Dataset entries

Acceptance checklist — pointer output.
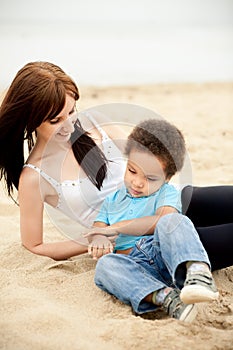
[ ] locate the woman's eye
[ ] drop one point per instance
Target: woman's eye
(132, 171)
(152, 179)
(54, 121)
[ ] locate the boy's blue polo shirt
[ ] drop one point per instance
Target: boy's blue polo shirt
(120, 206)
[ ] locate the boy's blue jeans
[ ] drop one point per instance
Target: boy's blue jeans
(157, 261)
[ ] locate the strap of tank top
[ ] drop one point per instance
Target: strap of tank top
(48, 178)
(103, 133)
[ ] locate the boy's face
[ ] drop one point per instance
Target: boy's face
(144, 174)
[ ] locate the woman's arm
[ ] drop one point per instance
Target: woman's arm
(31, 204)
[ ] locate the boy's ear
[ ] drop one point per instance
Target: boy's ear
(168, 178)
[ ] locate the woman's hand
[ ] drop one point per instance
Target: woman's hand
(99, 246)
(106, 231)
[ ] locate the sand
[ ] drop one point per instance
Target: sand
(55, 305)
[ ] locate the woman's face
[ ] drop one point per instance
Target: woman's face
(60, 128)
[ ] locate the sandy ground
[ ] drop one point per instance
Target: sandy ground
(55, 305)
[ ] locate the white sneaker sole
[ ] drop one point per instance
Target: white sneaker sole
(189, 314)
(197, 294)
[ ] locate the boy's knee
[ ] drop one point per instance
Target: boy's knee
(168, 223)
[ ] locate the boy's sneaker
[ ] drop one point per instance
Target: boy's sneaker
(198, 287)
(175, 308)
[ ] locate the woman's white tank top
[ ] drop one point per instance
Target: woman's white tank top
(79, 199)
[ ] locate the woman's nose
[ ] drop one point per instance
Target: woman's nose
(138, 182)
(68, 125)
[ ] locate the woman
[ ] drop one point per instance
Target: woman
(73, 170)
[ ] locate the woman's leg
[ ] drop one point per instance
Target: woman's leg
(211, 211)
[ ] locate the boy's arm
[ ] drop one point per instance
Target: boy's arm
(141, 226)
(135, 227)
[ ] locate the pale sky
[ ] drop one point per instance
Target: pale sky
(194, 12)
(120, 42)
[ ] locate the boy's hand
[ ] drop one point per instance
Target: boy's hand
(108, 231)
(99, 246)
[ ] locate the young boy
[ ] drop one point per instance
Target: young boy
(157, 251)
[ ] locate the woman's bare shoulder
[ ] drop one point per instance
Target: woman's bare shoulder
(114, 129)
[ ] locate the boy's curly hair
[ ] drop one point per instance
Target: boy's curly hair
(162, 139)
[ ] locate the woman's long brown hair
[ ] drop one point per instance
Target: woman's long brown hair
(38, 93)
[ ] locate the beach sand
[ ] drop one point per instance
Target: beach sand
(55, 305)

==

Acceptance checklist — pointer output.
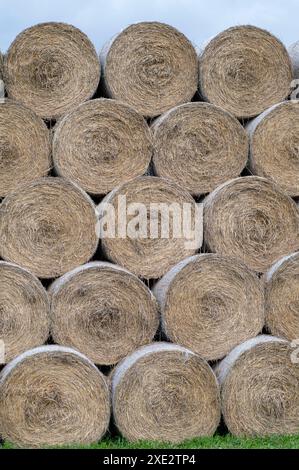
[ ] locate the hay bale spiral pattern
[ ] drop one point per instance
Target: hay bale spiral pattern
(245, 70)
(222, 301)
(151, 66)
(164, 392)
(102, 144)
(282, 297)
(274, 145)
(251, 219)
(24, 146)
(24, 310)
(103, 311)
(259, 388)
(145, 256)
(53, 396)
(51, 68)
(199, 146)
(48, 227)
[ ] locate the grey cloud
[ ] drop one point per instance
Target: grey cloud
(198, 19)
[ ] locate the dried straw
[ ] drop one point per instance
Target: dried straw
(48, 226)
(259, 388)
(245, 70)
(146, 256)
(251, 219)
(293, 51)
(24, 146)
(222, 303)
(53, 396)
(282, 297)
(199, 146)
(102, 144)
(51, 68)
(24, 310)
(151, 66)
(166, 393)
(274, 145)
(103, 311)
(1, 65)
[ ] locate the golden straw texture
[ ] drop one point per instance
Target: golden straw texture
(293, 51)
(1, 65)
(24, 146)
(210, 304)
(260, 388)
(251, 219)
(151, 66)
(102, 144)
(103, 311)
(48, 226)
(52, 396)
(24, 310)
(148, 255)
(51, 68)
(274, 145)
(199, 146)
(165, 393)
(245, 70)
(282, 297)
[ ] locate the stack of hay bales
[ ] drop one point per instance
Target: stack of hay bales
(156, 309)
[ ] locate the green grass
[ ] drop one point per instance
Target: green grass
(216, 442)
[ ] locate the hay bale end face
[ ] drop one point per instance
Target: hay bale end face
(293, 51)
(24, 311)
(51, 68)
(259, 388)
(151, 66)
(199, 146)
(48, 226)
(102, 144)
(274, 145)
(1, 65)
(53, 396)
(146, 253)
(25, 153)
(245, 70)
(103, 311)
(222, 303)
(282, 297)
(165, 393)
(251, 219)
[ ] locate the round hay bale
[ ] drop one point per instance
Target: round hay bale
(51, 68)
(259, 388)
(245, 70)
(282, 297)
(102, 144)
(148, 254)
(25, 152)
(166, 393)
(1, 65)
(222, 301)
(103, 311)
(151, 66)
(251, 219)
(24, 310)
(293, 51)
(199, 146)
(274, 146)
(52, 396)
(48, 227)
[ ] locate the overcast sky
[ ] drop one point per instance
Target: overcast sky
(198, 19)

...

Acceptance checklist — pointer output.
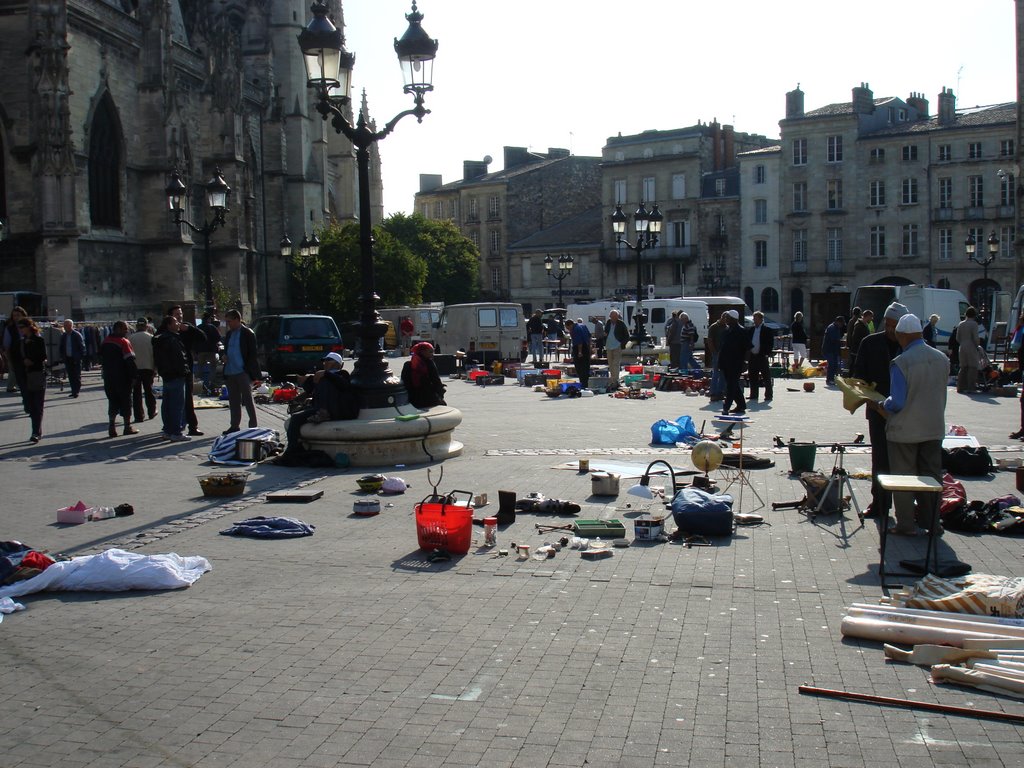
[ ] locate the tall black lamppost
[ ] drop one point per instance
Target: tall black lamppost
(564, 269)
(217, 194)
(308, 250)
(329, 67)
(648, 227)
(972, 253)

ACTION ITEM → Copy word for word the stretch of entries above from the line that has "Target: boy's knee" through the line that has "[ ] locate the young boy", both ends included, and nothing outside it.

REPLY TO THE TASK →
Target: boy's knee
(168, 223)
[ ] locate the boy's sneaker
[ ] drop one point per instance
Target: boy's sneaker
(198, 287)
(175, 308)
[ ] locate the woman's white tank top
[ ] drop one point per instance
Target: woman's white tank top
(79, 199)
[ ] locate the woman's nose
[ ] drop one point per instance
Target: woman's nose
(138, 182)
(68, 125)
[ ] locate the woman
[ ] drop one point per instance
Target: woman
(73, 170)
[ ] locate the woman's leg
[ ] drop one point per instance
Target: woman's leg
(211, 211)
[ ] locate the boy's arm
[ ] drop one point per instance
Target: boy's arm
(141, 226)
(135, 227)
[ ] locate the pale sky
[ ] drop one point per instance
Target: pale sky
(194, 12)
(120, 42)
[ ] locate the boy's hand
[ ] drop one point per instance
Target: boy's hand
(108, 231)
(99, 246)
[ ] locate the young boy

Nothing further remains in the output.